EXTRACTED TEXT
In October, the company lowered its full-year 2007 and 2008 consolidated adjusted EBITDA guidance to reflect provisioning problems - in other words, difficulties completing customers' orders - that caused its revenues to fall short of expectations. It announced plans to unstop the operational bottlenecks and improve service to its customers.

A week or so before unveiling its lowered guidance, it announced that veteran chief financial officer Sunit Patel would be stepping down from that position. While Wall Street respects Patel for his financial skills and achievements, which have included cutting the company's debt load and interest costs through a series of debt buybacks and refinancing transactions over the past several years, Level 3 indicated that his replacement should also have operational experience as well as financial qualifications, in order to allow Level 3 "to take full advantage of the opportunities presented by our marketplace."

No replacement has been chosen yet.

DATA EXCERPT
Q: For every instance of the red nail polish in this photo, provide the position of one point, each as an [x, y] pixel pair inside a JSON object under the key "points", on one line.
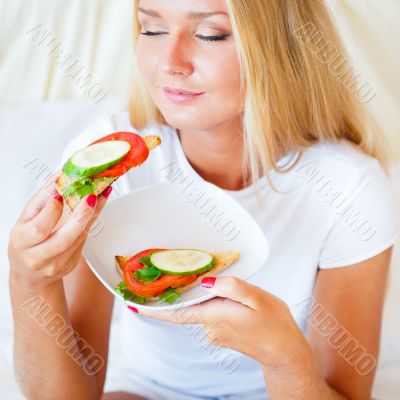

APPLY WHAT YOU READ
**a.** In the passage about Level 3's lowered guidance, who was stepping down as chief financial officer?
**b.** Write a continuation of the passage about Level 3's lowered guidance, starting after "No replacement has been chosen yet."

RESULTS OF THE EXERCISE
**a.** Sunit Patel

**b.**
Level 3 is hoping to soon be able to report progress on getting a piece of a $48 billion federal government telecommunications contract awarded to the Colorado company, along with such larger sector peers as AT&T, Qwest International Inc., Verizon Communications Inc. and SprintNextel Corp. But while the government announced its intentions of contracting for service for various government agencies through Level 3 and the others all the way back in May, only a handful of orders have been inked by the companies since then, leaving the bulk of the $48 billion still unspent. While getting a piece of the so-called "Networx" contract was an important step for Level 3 and the others, it was no guarantee of any specific business to any specific company - only a blanket authorization for federal agencies to have the option to select services and products from any of the companies. Level 3 has held discussions with a number of agencies, and has announced two federal contracts in recent months - one with the Library of Congress and the other to provide local telecommunications to points in the Washington D.C. service area.

A sector to like

In the primary market, sell-side sources mentioned on Monday that it may not be a coincidence that the Atlas Energy emerges from the same industry sector as the Southwestern Energy Co. $400 million offering of 10-year senior bullet notes (expected Ba2/confirmed BB+), which was announced last week and began its roadshow on Monday.

Presently Atlas and Southwestern are the only deals in the market.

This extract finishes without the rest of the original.